Supplied text »
━━━━━━
The thing I like about my carrier is there is a heart shaped "frame" with her picture built into the bag, so I don't have to really take her out to show them "here she is." I worry that someone will bust me if I let her out inside.

My mom owns a coffee house, so basically I break "the no dogs because of dept. of health" law every day!  I just make sure that she is either in her carrier, or on my lap. It would be annoying if I wasn't a dog person and she was running around. Also, she is not a barker. A few people, my mom included, have "sneaked" in their dogs who bark when new customers come into the shop. This is NOT OKAY with me, and highly annoying.


----------



## Thumper (Feb 18, 2007)

Personally, I think dogs can act different when their routine has been out of sorts.
━━━━━━
Sample from a dataset »
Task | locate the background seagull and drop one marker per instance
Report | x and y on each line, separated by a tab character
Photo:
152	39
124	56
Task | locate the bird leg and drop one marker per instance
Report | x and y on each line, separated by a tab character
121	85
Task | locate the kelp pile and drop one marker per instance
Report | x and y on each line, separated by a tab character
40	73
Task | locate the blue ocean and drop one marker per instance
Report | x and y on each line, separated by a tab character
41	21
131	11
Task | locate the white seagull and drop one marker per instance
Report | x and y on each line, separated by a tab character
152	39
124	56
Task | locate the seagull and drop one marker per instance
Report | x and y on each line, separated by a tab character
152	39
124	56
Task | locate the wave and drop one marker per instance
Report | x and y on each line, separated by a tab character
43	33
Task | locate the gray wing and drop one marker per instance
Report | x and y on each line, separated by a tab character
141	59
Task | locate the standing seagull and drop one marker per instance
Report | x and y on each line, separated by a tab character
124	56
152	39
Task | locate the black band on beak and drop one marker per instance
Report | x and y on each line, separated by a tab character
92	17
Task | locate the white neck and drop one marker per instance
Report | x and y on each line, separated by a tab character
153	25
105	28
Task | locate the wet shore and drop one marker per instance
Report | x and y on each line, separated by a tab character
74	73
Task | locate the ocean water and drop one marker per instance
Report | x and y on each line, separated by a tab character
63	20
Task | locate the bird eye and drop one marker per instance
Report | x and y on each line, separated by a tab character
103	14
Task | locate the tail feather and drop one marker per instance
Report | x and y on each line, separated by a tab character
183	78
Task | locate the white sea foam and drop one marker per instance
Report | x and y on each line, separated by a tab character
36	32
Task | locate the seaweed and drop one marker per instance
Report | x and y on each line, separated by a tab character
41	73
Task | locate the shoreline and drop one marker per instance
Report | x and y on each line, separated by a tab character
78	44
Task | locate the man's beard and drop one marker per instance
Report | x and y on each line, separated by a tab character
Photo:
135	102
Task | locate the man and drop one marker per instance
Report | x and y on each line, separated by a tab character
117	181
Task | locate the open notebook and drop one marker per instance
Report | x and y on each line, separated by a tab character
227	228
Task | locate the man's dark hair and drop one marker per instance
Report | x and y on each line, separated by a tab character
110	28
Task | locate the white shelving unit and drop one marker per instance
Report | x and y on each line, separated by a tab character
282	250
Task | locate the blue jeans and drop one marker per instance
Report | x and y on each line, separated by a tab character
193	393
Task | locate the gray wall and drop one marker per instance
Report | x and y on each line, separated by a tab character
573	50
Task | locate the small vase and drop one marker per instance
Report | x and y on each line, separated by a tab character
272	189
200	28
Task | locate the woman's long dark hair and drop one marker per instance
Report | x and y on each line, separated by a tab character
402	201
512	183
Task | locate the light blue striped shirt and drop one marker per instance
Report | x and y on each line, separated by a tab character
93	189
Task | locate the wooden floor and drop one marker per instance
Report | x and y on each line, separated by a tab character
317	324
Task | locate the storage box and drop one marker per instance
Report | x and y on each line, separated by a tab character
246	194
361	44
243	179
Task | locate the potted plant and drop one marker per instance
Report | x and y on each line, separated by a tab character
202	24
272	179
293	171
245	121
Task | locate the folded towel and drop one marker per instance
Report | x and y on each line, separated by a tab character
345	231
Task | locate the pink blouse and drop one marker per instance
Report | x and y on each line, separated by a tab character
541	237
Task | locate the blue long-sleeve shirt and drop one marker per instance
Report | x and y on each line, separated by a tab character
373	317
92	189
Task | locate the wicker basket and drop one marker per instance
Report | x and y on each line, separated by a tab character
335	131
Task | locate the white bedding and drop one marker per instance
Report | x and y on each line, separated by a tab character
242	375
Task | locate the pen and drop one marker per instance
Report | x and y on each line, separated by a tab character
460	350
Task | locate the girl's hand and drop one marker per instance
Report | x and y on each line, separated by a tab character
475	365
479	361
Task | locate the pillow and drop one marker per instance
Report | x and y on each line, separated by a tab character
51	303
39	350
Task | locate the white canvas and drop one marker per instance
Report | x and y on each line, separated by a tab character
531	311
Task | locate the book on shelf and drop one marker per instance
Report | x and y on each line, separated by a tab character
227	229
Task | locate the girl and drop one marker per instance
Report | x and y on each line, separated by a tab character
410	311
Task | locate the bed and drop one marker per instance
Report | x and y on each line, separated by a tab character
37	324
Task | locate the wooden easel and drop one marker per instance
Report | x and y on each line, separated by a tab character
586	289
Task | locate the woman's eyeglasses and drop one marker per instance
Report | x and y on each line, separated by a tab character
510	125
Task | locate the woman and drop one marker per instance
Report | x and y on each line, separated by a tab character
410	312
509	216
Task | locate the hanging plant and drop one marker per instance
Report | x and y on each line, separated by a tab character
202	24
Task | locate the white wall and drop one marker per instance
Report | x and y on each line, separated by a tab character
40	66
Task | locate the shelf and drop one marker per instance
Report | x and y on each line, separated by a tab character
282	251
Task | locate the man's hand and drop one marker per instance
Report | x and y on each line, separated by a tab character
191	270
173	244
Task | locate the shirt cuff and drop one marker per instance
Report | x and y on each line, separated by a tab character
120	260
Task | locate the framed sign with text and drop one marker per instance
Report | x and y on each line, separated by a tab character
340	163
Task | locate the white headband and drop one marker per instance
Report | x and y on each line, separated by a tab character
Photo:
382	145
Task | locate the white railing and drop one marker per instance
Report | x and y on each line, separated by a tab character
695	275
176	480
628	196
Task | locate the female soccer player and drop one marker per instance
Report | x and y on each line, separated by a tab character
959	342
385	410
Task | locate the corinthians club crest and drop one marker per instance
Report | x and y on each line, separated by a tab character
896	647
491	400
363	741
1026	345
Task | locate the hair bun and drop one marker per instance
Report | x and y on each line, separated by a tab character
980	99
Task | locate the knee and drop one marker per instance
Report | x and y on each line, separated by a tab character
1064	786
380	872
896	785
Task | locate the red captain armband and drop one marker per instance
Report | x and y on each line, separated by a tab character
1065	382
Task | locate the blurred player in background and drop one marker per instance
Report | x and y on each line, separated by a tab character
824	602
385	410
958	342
━━━━━━
Requirement A » According to the forum thread about taking dogs into shops, what kind of business does the first writer's mom own?
Requirement B » Continue the forum thread about taking dogs into shops, picking up right after Thumper's last sentence.
The items were taken from a separate source and are unrelated to the forum thread.

Task answer A » A coffee house.

Task answer B »
I know when I go out of town for a few days, I come back to some *strange* behavior, and peeing on the floor, etc. I'm not convinced she is upset, although, I do think she may be recovering from anxiety from when I was gone, probably more likely. But she'll make sure she is laying ON me somehow at night so she can feel me wake up and move. lol, and little things like that. Almost like she's afraid I'll leave again and afraid to get out of my sight or go outside, its odd.

My guess is anxiety over anger/depression, but who knows.

I think they do have a full range of emotions, but not grudgeful for little things, they love us too much.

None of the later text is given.